◆ **EXCERTO**

A ideia do respeito total que o crítico deve à intenção do autor de uma obra de arte, se a quiser analisar e avaliar, encontra-se claramente exposta já no Essay on Criticism (1711) de Alexander Pope: “In every work regard the writer’s end, / Since none can compass more than they intend.” Teremos de esperar, de facto, por meados do século XX para que esta tese seja refutada de forma assumida. Para W. K. Wimsatt e M. C. Beardsley, o texto pertence “ao público”, mas segundo o princípio que obriga a não ser prerrogativa de nenhum leitor a tarefa de definir autoritariamente o sentido do texto, que deve ser sempre aberto e plural. Entendemos melhor a importância desta denúncia crítica, com justa actualidade, se aceitarmos que a crítica literária não deve ser crítica de autor sob o pretexto de um texto, mas, pelo contrário, crítica de um texto sem o pretexto de existir um autor por detrás dele. Dito de outra forma, não devia interessar à textualidade o autor enquanto autor de um texto, porque logo que produz esse texto colocou à nossa disposição indiscreta um objecto de investigação que pode dispensar na totalidade os problemas de autoria, geralmente reservados para a disciplina dita com alguma ambiguidadecrítica textual” – quando seria mais claro que se chamasse também “crítica autoral”, já que não se limita a tratar só da fixação dos textos mas também se embrenha em especulações sobre autoria. Repetindo essa ideia já aduzida por Wimsatt e Beardsley, de que um “poema pertence ao público”, tal há-de significar que um texto literário, uma vez revelado/publicado, pertence ao património do leitor. Hoje podemos ver como a textualidade pós-estruturalista nunca admitiu que um autor pudesse ter qualquer tipo de poder sobre a leitura que nasce a partir do momento em que o texto literário surge publicado. Se um autor não quiser submeter a sua obra de arte à soberania (ou tirania, se se preferir) da crítica, então o que deve fazer é simplesmente deixar inédita essa obra e guardá-la para si, argumenta-se na perspectiva anti-intencionalista.

◆ **MATERIAL FORNECIDO**
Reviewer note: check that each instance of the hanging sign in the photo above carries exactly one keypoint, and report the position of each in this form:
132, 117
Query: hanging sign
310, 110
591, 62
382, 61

◆ **TAREFAS**
A - Indique todas as pessoas nomeadas no excerto sobre a intenção do autor.
B - Prossiga o excerto sobre a intenção do autor a partir da sua última frase.

◆ **RESPOSTAS ESCRITAS**
A - Alexander Pope, W. K. Wimsatt e M. C. Beardsley.

B -
Se o New Criticism não soube defender-se de uma censura habitual que lhe foi dirigida sobre a concepção do texto literário como estrutura verbal independente quer das intenções do autor quer de condicionalismos históricos, levando a uma multiplicidade de interpretações, coube sobretudo à crítica pós-estruturalista justificar tal crença, ao legitimar o texto literário como fonte de sentidos ilimitados. A principal facção do New Criticism norte-americano, cuja influência ainda se faz sentir fortemente nos dias de hoje, sempre tentou menosprezar a teoria em favor da prática de interpretação de textos individuais, por isso não surpreende o desafio que nas últimas décadas as propostas pós-estruturalistas apresentam ao privilegiar a especulação teórica ao mesmo tempo que não se negligencia a prática crítica. O ponto em que as propostas pós-estruturalistas mais se afastam do New Criticism é talvez o que diz respeito à validade da soberania da crítica que se fundamenta no princípio de que o sentido de um texto pode, por um lado, ser sempre determinado e, por outro lado, ser determinado definitivamente. Estes pressupostos discutíveis remetem desde logo para uma espécie de fatalidade do sentido, que acabará por ser encontrado de alguma forma e para a sua garantia interpretativa, isto é, qualquer interpretação parece estar garantida por norma. Ora, o que a desconstrução tem vindo a defender e a demonstrar, pelas inúmeras leituras profundas de textos sobre os quais se julgava já ter sido dito o que havia a dizer, é que o sentido de um texto é a última coisa que o crítico pode garantir.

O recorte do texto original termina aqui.